## begin READING TEXT

= Locations in Veronica Mars =

Veronica Mars is an American television series created by Rob Thomas. The series premiered on September 22, 2004, during UPN's last two years, and ended its original run on May 22, 2007, after a season on UPN's successor, The CW Television Network. It was later continued with a film released on March 14, 2014, and by an eight-episode fourth season. Set in the fictional town of Neptune, the series starred Kristen Bell as the title character, a student who progressed from high school to college during the series while moonlighting as a private investigator under the wing of her detective father.

==Neptune==
Neptune, California, is the series' fictional setting, a town in California inspired by Orange County. The town is described as experiencing class tension especially through its high school, with the wealthy upperclass inflating the prices of housing and services out of the reach of the poorer classes.

===Geography===
Neptune is a coastal community located between San Diego and Los Angeles on the route of California's Pacific Coast Highway. Many locations in California are named after Vasco Núñez de Balboa, including the Balboa Peninsula section of Newport Beach in Orange County and San Diego's Balboa Park. In reality, State Route 1 does not run south of Orange County. In season 1, it is implied that Neptune is about 85 miles (or a 90-minute drive) from San Diego. Series creator Rob Thomas stated in an interview that Neptune is located near San Juan Capistrano in Orange County.

## end READING TEXT
## begin EXCERPTED DATA

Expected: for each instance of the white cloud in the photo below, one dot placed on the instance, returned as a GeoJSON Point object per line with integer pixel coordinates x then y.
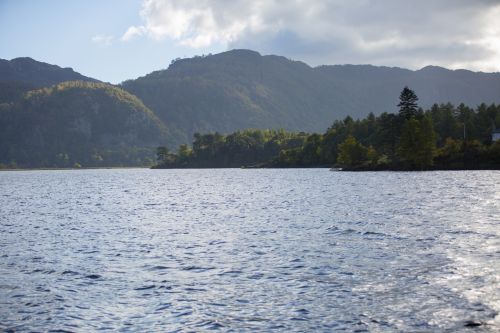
{"type": "Point", "coordinates": [103, 39]}
{"type": "Point", "coordinates": [411, 34]}
{"type": "Point", "coordinates": [133, 32]}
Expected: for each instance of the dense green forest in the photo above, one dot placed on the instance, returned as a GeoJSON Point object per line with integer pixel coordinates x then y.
{"type": "Point", "coordinates": [443, 137]}
{"type": "Point", "coordinates": [78, 123]}
{"type": "Point", "coordinates": [55, 117]}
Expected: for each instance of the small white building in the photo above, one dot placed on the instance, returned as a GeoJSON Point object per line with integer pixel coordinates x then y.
{"type": "Point", "coordinates": [495, 135]}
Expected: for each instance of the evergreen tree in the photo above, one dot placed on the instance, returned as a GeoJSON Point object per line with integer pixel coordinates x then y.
{"type": "Point", "coordinates": [351, 153]}
{"type": "Point", "coordinates": [408, 106]}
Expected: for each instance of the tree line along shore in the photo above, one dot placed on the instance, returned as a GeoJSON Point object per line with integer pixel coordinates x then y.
{"type": "Point", "coordinates": [444, 137]}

## end EXCERPTED DATA

TASK GOAL: From the text on locations in Veronica Mars above, copy out word for word the portion between "Veronica Mars is" and "her detective father.", inclusive.

THE OUTPUT:
Veronica Mars is an American television series created by Rob Thomas. The series premiered on September 22, 2004, during UPN's last two years, and ended its original run on May 22, 2007, after a season on UPN's successor, The CW Television Network. It was later continued with a film released on March 14, 2014, and by an eight-episode fourth season. Set in the fictional town of Neptune, the series starred Kristen Bell as the title character, a student who progressed from high school to college during the series while moonlighting as a private investigator under the wing of her detective father.